Rows from a box labeling dataset

+---+

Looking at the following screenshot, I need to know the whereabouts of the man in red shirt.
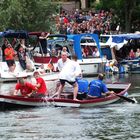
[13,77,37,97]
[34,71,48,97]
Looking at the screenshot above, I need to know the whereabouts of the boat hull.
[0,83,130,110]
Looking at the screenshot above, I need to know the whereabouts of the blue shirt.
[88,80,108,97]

+---+

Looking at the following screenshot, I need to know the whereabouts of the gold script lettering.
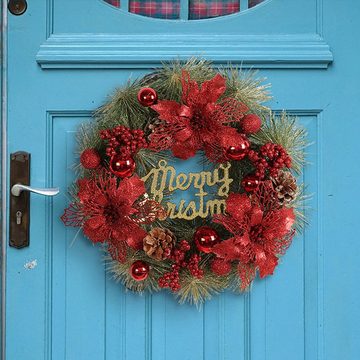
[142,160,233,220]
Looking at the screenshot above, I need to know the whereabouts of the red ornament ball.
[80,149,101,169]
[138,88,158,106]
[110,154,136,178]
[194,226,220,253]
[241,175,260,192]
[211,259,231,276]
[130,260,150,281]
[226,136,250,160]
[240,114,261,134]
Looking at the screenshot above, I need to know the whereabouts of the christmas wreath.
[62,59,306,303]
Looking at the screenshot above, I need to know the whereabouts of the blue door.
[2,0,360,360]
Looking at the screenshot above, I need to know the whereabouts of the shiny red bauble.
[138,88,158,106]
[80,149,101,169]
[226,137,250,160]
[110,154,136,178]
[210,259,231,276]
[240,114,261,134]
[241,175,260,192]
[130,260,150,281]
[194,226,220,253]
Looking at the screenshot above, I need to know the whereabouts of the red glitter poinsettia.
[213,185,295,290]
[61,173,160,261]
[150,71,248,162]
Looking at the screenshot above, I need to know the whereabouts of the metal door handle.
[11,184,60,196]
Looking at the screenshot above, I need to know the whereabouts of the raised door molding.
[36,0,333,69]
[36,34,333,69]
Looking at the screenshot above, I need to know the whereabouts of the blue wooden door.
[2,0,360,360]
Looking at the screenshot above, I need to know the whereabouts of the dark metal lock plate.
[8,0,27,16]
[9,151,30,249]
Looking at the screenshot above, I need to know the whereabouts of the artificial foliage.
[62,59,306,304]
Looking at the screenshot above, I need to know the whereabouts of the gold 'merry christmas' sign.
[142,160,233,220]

+---+

*WRITTEN EXERCISE:* Give the lines running from the line with "shiny red bauble." through the line with "[11,184,60,196]", both ends included, as a JSON list of strings with one string per line and blank lines omitted.

*ANSWER TO THE EXERCISE:*
[
  "Looking at the screenshot above, I need to know the whereabouts of the shiny red bauble.",
  "[138,88,158,106]",
  "[80,149,101,169]",
  "[226,137,250,160]",
  "[110,154,136,178]",
  "[210,259,231,276]",
  "[240,114,261,134]",
  "[241,175,260,192]",
  "[130,260,150,281]",
  "[194,226,220,253]",
  "Looking at the screenshot above, I need to know the whereabouts of the red glitter poinsettia.",
  "[213,185,295,290]",
  "[61,173,160,261]",
  "[150,71,248,162]",
  "Looking at the screenshot above, I need to know the whereabouts of the metal door handle.",
  "[11,184,60,196]"
]